• _The records_:
<<<<
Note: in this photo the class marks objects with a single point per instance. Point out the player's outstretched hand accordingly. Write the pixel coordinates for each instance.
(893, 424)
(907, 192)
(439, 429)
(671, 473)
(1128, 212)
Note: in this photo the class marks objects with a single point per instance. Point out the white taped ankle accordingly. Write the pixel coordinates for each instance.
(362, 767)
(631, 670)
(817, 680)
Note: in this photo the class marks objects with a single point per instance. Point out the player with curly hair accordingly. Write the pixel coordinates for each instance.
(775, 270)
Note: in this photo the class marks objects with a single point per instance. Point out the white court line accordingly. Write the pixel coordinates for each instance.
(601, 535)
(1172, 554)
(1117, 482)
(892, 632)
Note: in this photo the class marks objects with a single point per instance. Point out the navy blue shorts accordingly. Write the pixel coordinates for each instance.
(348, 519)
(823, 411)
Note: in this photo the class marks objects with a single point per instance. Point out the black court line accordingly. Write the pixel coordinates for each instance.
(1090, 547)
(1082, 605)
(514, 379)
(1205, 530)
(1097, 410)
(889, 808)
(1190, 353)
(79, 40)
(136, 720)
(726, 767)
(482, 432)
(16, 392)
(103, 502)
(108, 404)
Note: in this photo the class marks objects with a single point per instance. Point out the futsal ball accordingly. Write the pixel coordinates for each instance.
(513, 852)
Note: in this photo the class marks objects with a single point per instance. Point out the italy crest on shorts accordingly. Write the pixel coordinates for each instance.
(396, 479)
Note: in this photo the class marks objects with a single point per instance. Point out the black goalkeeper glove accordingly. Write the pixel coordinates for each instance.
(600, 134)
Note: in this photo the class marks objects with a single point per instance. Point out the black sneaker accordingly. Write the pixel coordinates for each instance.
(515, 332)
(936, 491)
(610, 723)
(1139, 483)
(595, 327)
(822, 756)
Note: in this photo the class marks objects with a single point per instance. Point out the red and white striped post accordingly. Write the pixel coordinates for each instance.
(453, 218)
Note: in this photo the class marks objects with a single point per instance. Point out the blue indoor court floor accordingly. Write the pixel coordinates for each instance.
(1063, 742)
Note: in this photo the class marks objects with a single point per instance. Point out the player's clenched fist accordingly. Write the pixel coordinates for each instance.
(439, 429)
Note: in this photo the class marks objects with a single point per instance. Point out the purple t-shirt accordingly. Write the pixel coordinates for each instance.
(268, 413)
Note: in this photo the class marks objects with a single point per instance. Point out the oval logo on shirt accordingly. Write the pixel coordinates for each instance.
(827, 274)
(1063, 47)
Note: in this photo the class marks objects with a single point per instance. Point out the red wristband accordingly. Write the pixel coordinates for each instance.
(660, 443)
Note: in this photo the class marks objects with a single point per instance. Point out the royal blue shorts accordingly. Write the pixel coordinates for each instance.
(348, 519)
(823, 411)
>>>>
Output only the lines from the one holding "the red wristband" through the last line above, exactly as they appear.

Note: in this photo the class marks objects with a single point per instance. Point out the red wristband accordingly. Write the pixel coordinates for each instance.
(660, 443)
Note: in this photo the class marks objects with a single point per instance. Point out the royal blue shorts accordingly. Write the pixel coordinates for each instance.
(348, 519)
(823, 411)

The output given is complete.